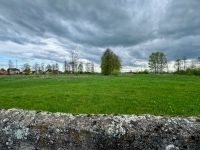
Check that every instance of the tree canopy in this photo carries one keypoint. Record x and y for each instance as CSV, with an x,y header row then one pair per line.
x,y
157,62
109,62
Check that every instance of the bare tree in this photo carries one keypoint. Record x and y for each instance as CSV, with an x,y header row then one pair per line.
x,y
178,64
74,61
42,67
80,67
92,67
36,67
57,66
66,67
10,65
184,62
198,61
193,64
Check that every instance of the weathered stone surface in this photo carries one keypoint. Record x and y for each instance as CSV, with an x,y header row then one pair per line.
x,y
21,129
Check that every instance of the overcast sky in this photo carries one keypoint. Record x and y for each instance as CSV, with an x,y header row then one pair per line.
x,y
47,30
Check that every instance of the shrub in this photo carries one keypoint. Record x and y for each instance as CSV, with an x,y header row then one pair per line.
x,y
115,72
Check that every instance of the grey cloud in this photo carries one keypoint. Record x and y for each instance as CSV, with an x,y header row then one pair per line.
x,y
132,29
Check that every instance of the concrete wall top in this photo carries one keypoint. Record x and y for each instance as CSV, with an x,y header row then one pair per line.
x,y
23,129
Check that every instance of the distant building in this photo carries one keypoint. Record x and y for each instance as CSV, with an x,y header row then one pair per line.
x,y
13,71
3,72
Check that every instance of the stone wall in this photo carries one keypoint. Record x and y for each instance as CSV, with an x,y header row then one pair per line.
x,y
21,129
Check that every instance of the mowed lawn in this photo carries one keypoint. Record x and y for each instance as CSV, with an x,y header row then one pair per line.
x,y
97,94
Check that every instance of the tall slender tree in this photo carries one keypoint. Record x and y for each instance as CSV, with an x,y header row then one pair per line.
x,y
74,61
157,62
109,62
177,64
184,62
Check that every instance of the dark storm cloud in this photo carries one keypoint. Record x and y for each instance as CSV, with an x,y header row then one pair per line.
x,y
132,29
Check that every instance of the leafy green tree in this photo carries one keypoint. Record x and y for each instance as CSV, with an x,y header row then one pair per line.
x,y
157,62
26,68
49,67
80,67
109,62
177,64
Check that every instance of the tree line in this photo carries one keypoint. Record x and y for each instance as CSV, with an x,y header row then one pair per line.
x,y
73,66
158,63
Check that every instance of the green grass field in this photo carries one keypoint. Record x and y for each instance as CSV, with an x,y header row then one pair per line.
x,y
126,94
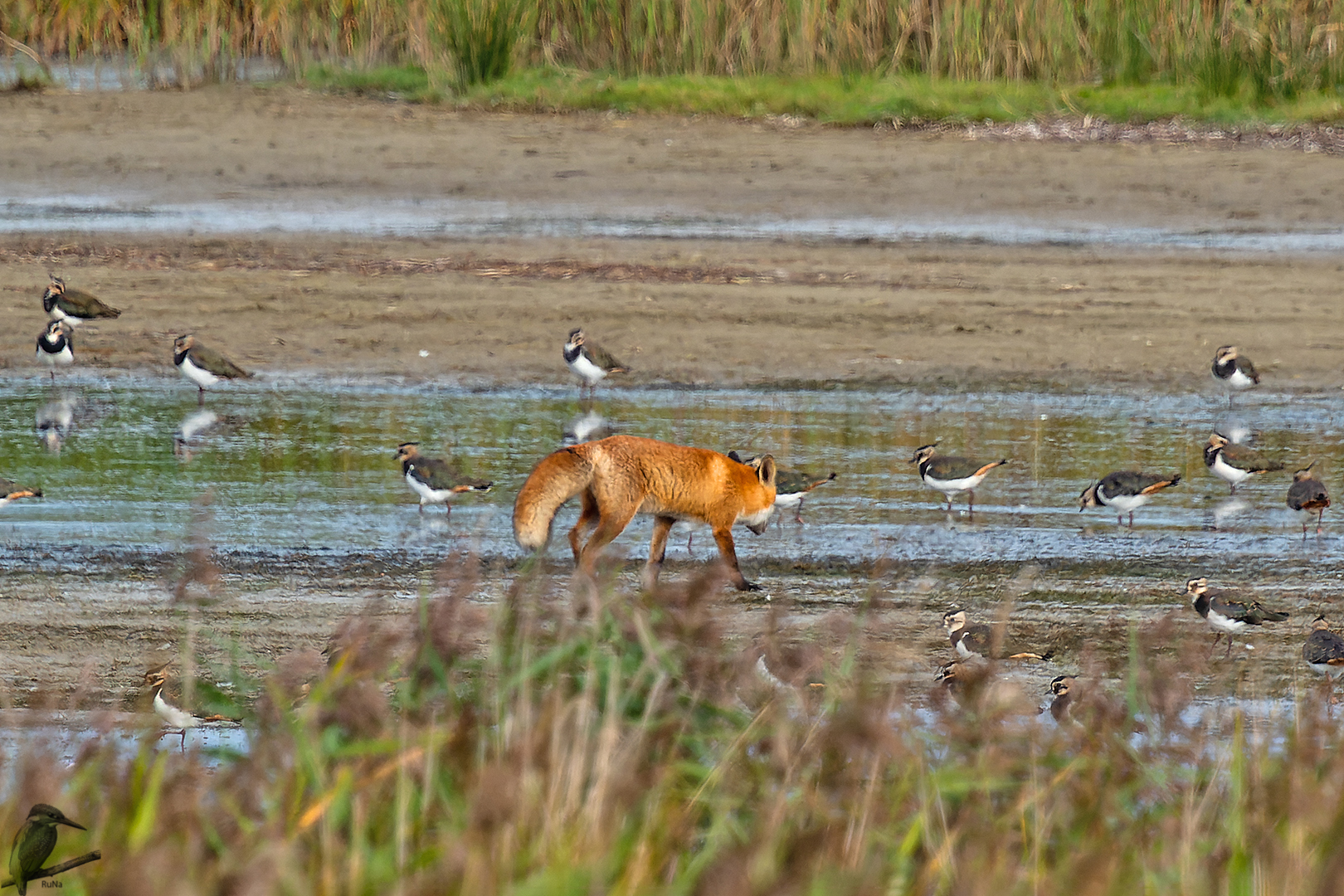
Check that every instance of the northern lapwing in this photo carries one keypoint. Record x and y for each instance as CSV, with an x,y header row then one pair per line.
x,y
791,486
34,843
1125,492
962,676
1308,494
74,306
589,360
433,480
11,492
179,720
1060,709
203,366
977,640
1234,464
56,347
1233,370
952,475
1324,650
1225,611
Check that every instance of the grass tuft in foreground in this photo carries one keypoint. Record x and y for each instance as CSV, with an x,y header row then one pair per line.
x,y
632,750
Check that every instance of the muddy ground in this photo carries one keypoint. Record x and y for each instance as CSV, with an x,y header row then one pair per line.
x,y
713,312
676,310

▬▬▬▬▬▬▬▬▬▬

Set the pictures aside and transcribe the data above exactly.

### Final result
Check that every instance of the tree canopy in this photo carries one keypoint. Record x and y for each instance as CSV, with an x,y header row then one pair per line.
x,y
157,62
109,62
Check that every instance of the bare tree in this photo carries one keypoint. Record x and y for each instance as CSV, with an x,y header row then one pair per line.
x,y
178,64
74,61
42,67
80,67
92,67
36,67
57,66
66,67
10,65
184,62
198,61
193,64
Check that every instance of the weathered stone surface in this photo carries one keypoint. Record x and y for each instance as CSV, with an x,y header row then one pair per line.
x,y
21,129
Check that every instance of the overcast sky in this photo carries one keypoint. Record x and y for each instance as CSV, with an x,y header row then one pair per line.
x,y
47,30
Check that every instance of the shrub in this photo carries one keypoint. Record x and y for each instance as CSV, with an x,y header row then one pair per line.
x,y
115,72
Check that every instance of the grey cloud in this photo carries one keypoint. Record x and y for each instance as CSV, with an x,y header row then one pair per line.
x,y
132,29
Check that every instance of the concrete wall top in this photo carries one keypoint. Record x and y for each instance as CSV, with an x,y header row then one pair per line.
x,y
23,129
Check that every instance of the distant building in this photo carries one keypoint. Record x and y for each instance as CSV, with an x,y header row then one pair per line.
x,y
13,71
3,72
Check that every instance of the stone wall in this photo carries one keypoint. Record x and y for each instance as CSV, with an x,y header row then one pair per line.
x,y
21,129
Check that every instance of the mowed lawn in this photo carries one keypoint. Record x and y for each instance as CSV, with an x,y header row then one pair per line.
x,y
97,94
Check that every instance of the tall slender tree in this photo carries one keypoint. Record x and y for each instance as CSV, with an x,y header row then one pair per line.
x,y
74,61
157,62
109,62
177,64
184,62
Check that every instance of the dark storm cloud in this photo carries one keypoint. Record x and y for each instance as CSV, with an x,y header row then one pair per line.
x,y
132,29
Check that every instance of the leafy green tree in this photo carries one keypoint. Record x and y for each instance as CSV, with an x,y header row then one pair per line.
x,y
157,62
26,68
49,67
80,67
109,62
177,64
Check that every instance of the tree line in this photo carries one keypoint. Record x and y for each instance as CSV, with an x,y header row then one pair per line.
x,y
73,66
158,63
Check that every instance of the green grass field in this photo carries one keypoint. Record x and y for each instance as CSV, with an x,y header row then one pair per line.
x,y
126,94
Check that every instance of the northern lapwing in this photo carries one keypoint. Record x and y for each instance as CSV, with an x,y header row then one pair per line.
x,y
791,486
34,843
1125,492
962,676
1308,494
74,306
589,360
433,480
11,492
179,720
1060,709
203,366
977,640
1234,464
56,347
1233,370
952,475
1324,650
1225,611
Check that every instance of the grass tuft in foreground in this photo carries one keypoint. Record x and y for each instance as CSV, with an x,y header row then one pair per line.
x,y
632,750
Check that every instance of the muddy ground in this photo carries one keypoint. Record x and y for each instance as CSV, with an x,y header row then one pair per line.
x,y
713,312
676,310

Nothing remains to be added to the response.